_What to do_: Output only how many lines below contain "blue".
Start of Source data
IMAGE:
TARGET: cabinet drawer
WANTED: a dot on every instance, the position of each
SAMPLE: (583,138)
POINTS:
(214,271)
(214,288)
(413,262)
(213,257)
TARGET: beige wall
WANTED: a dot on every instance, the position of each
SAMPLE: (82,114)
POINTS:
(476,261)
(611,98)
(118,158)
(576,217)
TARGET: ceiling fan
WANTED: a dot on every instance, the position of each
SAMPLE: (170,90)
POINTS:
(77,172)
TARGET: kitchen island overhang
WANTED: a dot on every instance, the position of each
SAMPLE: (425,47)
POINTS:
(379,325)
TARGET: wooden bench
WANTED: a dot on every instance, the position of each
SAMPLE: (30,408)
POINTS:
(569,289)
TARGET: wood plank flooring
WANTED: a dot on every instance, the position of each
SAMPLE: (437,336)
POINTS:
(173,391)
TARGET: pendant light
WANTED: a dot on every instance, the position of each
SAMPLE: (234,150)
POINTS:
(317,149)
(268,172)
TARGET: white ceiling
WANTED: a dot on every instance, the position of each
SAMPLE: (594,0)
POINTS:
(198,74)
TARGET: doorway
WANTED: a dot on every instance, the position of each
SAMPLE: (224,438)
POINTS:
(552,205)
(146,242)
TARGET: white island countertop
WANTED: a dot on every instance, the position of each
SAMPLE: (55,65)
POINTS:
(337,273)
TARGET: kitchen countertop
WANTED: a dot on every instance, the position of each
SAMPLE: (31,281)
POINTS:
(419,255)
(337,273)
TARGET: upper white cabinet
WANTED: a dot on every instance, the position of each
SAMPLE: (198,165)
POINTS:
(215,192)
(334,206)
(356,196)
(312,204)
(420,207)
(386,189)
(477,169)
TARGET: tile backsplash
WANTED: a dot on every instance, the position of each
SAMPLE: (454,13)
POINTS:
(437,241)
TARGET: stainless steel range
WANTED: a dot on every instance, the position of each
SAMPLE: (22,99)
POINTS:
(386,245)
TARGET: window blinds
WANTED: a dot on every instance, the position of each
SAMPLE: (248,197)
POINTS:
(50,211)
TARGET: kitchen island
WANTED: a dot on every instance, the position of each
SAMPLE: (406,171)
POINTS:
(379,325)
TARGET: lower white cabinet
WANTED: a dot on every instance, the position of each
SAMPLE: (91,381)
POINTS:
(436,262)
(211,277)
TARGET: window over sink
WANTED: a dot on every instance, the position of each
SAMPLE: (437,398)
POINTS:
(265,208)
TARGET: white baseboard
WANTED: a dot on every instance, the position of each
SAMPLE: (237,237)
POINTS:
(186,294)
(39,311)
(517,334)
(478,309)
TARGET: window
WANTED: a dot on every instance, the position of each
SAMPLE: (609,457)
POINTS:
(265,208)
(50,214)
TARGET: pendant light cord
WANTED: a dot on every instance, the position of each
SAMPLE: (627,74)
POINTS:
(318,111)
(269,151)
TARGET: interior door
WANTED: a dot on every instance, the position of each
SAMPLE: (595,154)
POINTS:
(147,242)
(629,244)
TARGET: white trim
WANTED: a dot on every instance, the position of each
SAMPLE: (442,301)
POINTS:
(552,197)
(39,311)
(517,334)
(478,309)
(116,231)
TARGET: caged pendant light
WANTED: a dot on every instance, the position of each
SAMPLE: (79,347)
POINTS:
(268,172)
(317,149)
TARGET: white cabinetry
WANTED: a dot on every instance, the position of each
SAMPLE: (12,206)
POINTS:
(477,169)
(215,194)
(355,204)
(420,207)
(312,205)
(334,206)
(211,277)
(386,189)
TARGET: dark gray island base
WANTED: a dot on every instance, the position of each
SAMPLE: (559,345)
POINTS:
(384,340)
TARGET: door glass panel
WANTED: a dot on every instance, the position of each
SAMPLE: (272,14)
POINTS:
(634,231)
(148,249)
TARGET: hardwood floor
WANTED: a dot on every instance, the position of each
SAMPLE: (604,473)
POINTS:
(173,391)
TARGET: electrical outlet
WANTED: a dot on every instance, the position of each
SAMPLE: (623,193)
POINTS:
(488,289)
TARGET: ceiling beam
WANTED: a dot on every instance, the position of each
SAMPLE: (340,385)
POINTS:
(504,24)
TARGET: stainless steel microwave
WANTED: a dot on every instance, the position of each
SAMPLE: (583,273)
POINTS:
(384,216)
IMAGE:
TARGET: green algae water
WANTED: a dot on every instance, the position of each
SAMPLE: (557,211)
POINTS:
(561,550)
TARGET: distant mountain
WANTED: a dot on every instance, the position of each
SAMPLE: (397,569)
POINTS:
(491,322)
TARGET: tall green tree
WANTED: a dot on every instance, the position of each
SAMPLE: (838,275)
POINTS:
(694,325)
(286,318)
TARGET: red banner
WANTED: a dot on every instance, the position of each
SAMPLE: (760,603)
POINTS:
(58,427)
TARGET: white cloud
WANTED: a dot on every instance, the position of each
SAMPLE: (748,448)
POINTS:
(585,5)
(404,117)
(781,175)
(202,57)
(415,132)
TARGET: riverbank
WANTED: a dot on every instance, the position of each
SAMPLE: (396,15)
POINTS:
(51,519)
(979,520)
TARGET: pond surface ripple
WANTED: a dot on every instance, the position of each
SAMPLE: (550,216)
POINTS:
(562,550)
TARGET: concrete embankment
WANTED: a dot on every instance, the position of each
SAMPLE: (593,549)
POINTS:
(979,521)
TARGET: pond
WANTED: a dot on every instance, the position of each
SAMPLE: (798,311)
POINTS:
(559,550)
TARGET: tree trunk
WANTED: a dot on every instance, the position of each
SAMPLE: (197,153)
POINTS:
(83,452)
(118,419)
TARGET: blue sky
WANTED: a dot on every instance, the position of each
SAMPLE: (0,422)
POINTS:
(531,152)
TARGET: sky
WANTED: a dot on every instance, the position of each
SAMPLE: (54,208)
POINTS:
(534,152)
End of Source data
Start of Source data
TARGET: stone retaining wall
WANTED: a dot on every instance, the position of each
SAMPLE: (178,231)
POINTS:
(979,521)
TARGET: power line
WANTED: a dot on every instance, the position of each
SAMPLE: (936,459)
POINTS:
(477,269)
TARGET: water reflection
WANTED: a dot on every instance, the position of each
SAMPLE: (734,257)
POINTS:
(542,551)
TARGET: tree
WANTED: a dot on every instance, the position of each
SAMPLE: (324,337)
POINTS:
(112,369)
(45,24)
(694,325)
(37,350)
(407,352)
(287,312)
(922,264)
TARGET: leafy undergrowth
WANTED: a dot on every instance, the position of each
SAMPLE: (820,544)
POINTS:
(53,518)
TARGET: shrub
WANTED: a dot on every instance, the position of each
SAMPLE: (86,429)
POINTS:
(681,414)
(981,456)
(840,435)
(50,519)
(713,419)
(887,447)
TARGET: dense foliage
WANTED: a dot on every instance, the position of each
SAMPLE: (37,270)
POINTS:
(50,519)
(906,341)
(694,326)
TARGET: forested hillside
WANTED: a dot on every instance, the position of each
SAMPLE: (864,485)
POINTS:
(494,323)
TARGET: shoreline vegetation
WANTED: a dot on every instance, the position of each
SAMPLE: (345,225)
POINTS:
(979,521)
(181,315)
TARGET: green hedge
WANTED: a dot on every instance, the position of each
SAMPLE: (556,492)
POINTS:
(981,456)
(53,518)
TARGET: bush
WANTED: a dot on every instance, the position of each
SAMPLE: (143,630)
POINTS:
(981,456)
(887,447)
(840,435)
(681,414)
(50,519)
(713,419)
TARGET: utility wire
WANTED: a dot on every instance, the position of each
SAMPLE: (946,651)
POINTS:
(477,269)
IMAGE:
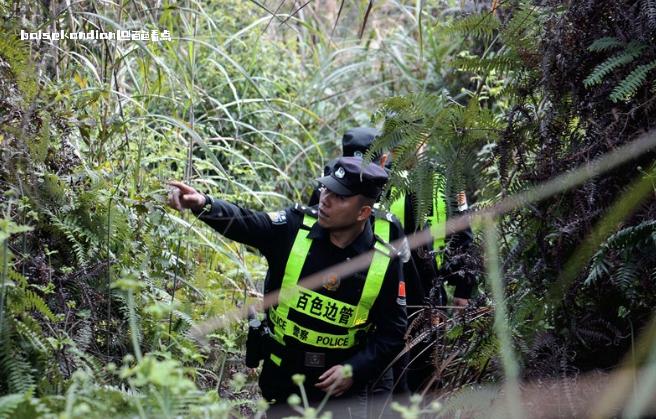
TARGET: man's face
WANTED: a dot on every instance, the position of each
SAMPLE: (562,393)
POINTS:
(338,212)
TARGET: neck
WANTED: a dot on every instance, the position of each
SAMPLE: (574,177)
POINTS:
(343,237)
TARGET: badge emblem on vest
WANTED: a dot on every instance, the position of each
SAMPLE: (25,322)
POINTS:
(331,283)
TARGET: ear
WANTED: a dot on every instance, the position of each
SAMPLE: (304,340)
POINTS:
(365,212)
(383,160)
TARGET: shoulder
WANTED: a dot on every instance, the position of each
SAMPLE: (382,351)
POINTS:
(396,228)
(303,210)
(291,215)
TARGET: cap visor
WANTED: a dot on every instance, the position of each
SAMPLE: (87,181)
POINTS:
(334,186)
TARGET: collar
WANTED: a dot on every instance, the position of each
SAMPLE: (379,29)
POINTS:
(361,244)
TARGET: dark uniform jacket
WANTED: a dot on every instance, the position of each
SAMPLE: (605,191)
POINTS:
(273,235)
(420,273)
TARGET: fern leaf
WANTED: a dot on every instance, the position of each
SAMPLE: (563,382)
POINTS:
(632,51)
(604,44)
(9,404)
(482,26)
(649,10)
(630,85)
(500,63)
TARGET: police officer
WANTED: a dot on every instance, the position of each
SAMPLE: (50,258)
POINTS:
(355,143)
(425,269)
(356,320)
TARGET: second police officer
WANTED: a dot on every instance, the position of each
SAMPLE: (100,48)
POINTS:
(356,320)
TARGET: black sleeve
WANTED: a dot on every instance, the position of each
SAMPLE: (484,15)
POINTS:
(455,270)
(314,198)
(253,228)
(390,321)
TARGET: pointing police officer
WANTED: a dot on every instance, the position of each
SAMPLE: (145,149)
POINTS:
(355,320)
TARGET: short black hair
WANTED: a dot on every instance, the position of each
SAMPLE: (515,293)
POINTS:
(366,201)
End of Source data
Start of Source data
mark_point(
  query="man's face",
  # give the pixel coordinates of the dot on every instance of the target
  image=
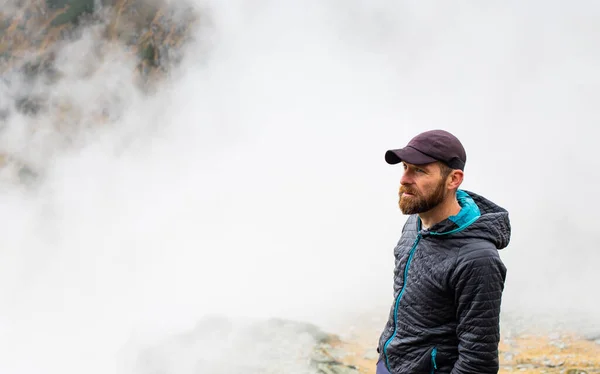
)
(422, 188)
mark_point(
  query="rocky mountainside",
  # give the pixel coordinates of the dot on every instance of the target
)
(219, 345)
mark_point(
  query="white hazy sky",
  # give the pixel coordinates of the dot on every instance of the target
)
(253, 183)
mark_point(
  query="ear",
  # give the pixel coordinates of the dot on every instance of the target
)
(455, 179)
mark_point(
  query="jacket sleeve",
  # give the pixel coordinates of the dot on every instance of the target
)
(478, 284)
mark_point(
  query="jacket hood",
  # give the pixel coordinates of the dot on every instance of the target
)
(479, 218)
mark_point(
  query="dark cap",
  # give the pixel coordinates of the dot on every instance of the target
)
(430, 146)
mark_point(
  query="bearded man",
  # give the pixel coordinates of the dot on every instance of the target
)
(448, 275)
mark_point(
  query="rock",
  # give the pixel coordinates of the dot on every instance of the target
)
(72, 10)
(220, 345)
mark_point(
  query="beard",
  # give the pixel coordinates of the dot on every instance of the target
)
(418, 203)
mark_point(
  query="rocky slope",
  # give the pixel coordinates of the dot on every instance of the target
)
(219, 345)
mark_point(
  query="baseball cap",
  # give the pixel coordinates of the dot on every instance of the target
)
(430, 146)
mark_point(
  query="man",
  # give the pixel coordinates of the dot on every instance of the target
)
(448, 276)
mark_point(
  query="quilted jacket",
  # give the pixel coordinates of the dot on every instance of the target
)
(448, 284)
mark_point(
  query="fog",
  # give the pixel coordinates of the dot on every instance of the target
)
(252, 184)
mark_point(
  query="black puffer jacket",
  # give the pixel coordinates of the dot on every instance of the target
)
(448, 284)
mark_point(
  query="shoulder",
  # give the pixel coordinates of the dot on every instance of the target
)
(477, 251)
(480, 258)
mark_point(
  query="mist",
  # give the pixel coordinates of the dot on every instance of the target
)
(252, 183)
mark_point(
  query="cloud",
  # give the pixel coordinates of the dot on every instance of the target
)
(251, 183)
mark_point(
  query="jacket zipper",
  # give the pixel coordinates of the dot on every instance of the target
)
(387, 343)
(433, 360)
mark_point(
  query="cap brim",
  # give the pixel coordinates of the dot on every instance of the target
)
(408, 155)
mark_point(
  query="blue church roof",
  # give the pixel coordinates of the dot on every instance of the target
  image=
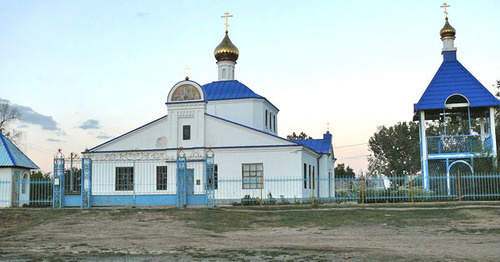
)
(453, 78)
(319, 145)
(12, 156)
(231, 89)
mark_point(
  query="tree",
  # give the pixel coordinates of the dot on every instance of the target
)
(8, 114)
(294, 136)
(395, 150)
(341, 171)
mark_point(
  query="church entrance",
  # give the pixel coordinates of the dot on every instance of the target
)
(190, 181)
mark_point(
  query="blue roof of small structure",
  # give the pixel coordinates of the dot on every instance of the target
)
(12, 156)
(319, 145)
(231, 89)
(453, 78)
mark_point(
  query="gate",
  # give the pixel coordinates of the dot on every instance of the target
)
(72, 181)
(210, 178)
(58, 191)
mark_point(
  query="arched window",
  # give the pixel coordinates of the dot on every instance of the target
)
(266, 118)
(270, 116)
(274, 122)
End of Source data
_Finished exercise_: 3